ITEMS:
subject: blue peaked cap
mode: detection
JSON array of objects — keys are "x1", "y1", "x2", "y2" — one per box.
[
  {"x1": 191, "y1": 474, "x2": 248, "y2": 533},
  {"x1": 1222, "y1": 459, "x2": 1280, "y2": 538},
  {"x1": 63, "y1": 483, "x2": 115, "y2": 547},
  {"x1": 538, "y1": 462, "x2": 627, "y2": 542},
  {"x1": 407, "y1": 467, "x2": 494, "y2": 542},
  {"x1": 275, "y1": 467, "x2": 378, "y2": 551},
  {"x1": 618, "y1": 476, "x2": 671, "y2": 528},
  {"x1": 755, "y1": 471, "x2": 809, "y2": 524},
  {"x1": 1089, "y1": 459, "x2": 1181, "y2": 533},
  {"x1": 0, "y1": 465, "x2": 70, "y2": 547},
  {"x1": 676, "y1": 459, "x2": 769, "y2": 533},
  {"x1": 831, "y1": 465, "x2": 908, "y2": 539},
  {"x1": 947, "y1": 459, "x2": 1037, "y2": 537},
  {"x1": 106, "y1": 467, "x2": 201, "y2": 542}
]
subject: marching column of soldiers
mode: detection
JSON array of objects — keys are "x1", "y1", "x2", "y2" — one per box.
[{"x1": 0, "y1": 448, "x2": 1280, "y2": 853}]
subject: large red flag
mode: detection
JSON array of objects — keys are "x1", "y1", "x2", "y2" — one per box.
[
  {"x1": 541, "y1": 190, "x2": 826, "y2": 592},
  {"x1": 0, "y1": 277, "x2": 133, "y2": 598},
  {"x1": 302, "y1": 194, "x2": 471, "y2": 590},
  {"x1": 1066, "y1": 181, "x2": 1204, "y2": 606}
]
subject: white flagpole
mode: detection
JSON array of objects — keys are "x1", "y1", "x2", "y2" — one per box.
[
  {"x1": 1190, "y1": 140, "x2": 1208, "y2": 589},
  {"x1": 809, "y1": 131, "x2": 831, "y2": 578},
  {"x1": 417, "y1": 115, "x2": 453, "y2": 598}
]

PROBLEM DESCRIPTION: Update the items above so that each "detection" becomes "localization", with every other line left unchanged.

FULL ANSWER:
subject: blue peaked cap
mode: localization
JSON array of objects — keys are "x1", "y1", "x2", "y2" — one per box.
[
  {"x1": 191, "y1": 474, "x2": 248, "y2": 533},
  {"x1": 1222, "y1": 459, "x2": 1280, "y2": 538},
  {"x1": 63, "y1": 483, "x2": 115, "y2": 547},
  {"x1": 538, "y1": 462, "x2": 627, "y2": 542},
  {"x1": 407, "y1": 467, "x2": 494, "y2": 542},
  {"x1": 275, "y1": 467, "x2": 378, "y2": 551},
  {"x1": 618, "y1": 476, "x2": 671, "y2": 528},
  {"x1": 755, "y1": 471, "x2": 809, "y2": 524},
  {"x1": 1089, "y1": 459, "x2": 1181, "y2": 533},
  {"x1": 0, "y1": 465, "x2": 70, "y2": 547},
  {"x1": 676, "y1": 459, "x2": 769, "y2": 533},
  {"x1": 831, "y1": 465, "x2": 908, "y2": 539},
  {"x1": 947, "y1": 459, "x2": 1037, "y2": 537},
  {"x1": 106, "y1": 467, "x2": 201, "y2": 542}
]
subject: marching column of soldiers
mode: localization
JSON array of objects — keys are "x1", "y1", "x2", "y2" — one per box.
[{"x1": 0, "y1": 448, "x2": 1280, "y2": 853}]
subject: large red flag
mode: localization
JSON array of objects — keys are "x1", "y1", "x2", "y2" — one per box.
[
  {"x1": 541, "y1": 190, "x2": 826, "y2": 592},
  {"x1": 0, "y1": 277, "x2": 133, "y2": 598},
  {"x1": 302, "y1": 194, "x2": 471, "y2": 590},
  {"x1": 1066, "y1": 181, "x2": 1204, "y2": 606}
]
subject: white flagpole
mode: localization
JSON array of objects — keys are "x1", "y1", "x2", "y2" — one per box.
[
  {"x1": 1190, "y1": 140, "x2": 1208, "y2": 589},
  {"x1": 809, "y1": 131, "x2": 831, "y2": 578},
  {"x1": 417, "y1": 115, "x2": 453, "y2": 598}
]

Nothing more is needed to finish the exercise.